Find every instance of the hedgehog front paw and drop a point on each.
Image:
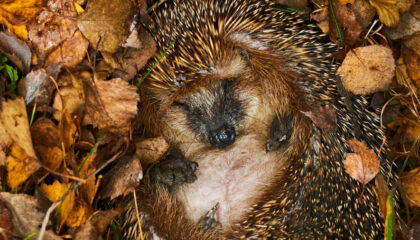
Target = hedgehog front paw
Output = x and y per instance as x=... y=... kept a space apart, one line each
x=281 y=130
x=173 y=169
x=209 y=221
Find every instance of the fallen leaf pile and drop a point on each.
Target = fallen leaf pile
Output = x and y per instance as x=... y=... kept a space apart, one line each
x=70 y=141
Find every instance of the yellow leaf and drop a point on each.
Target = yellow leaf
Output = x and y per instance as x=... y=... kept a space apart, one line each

## Directions
I need the entries printed exactly, with each picture left out.

## Result of the exercise
Find every instance of the hedgehog front paw and drop a point on each.
Image:
Target = hedgehog front paw
Output = x and y per instance as x=... y=... kept a space apart, one line each
x=281 y=130
x=173 y=169
x=209 y=221
Find every instance of the fallen leaf pile and drop a point on each.
Target = fallen leaf pile
Output = x and y per instance as x=... y=... kept a space apart, one line each
x=70 y=141
Find every instance of the yellow leaf and drop a point on each.
Target = yellow leaf
Output = x and y per instance as x=... y=... kept a space apart, one line each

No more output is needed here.